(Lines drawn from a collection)
━━━━━━━━━━━━━━━━

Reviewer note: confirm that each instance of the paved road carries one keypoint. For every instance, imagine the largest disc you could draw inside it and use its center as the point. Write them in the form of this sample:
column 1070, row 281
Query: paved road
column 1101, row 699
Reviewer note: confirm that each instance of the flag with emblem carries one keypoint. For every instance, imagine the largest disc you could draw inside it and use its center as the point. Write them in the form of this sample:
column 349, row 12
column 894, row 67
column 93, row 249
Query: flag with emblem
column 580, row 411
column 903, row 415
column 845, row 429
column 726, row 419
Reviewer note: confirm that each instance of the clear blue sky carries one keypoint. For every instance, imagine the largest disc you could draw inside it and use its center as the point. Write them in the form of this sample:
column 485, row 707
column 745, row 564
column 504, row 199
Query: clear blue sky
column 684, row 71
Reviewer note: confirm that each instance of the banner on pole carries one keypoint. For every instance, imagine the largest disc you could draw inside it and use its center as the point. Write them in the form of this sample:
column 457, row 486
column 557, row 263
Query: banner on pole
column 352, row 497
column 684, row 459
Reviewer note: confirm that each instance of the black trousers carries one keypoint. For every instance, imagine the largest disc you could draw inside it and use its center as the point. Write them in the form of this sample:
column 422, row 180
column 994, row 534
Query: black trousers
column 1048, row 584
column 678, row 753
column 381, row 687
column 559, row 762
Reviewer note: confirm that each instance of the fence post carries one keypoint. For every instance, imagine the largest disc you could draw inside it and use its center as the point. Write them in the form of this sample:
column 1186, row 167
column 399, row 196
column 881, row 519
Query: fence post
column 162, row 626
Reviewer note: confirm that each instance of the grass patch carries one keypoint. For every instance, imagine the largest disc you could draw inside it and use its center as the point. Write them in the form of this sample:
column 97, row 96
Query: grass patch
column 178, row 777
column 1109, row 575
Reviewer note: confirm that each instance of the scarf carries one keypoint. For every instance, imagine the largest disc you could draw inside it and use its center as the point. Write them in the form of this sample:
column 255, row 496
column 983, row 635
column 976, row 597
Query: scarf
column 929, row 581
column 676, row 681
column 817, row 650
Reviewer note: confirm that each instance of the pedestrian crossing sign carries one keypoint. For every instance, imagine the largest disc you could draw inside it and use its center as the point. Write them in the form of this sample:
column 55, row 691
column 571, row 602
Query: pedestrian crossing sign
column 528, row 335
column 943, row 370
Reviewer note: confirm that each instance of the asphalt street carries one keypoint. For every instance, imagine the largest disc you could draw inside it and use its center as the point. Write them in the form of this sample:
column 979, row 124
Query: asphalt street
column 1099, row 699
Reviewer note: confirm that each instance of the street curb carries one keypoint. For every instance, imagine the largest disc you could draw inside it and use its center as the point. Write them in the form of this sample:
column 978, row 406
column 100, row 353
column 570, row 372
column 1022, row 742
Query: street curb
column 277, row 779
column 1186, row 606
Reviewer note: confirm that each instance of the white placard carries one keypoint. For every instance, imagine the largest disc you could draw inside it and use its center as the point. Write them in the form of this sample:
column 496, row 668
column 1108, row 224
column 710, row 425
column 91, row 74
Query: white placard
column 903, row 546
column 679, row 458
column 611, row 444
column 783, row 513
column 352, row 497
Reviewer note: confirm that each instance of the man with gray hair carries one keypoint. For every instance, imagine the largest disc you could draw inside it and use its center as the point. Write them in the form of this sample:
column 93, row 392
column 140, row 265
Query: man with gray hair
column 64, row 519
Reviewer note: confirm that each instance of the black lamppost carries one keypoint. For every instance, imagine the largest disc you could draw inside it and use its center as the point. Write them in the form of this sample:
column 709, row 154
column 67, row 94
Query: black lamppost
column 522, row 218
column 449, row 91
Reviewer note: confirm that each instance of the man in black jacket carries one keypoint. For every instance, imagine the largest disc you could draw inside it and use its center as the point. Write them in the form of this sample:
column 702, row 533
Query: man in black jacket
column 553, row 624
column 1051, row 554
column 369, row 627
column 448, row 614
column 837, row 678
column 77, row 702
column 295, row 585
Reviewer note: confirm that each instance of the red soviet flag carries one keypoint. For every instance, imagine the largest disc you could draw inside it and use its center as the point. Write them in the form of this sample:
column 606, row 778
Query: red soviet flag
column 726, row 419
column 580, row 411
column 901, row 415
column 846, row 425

━━━━━━━━━━━━━━━━

Set down the lines above without any change, beginning with the first line and ending with the line that contains "column 684, row 459".

Response to the exercise
Reviewer note: confirm that each instance of the paved road carries one keypoint. For every instance, imagine the largest disc you could draw inside it and use its center as the point. Write them in the form of this sample:
column 1070, row 281
Query: paved road
column 1101, row 699
Reviewer note: confirm that each instance of the flag with emblem carries one keypoint. For every instance, imagine the largest disc you could draw inside it and use its center as the point. Write them in the form of this sample:
column 349, row 12
column 894, row 67
column 93, row 249
Query: flag with emblem
column 580, row 411
column 903, row 415
column 845, row 429
column 726, row 419
Reviewer note: confirm that each instance of the clear blue sky carries one keypoint. For every instance, imagine the largest disc you could draw inside it and use its center as the point. Write them in the form of this sample:
column 485, row 707
column 745, row 564
column 504, row 199
Query: clear blue sky
column 684, row 71
Reviewer note: confirm that each instance of the banner on pole carries one keypoint. For every instance, imagine the largest disc you could draw inside it and use its center as the point. Write them in the form of this sample:
column 457, row 486
column 557, row 263
Query: banner on pole
column 352, row 497
column 684, row 459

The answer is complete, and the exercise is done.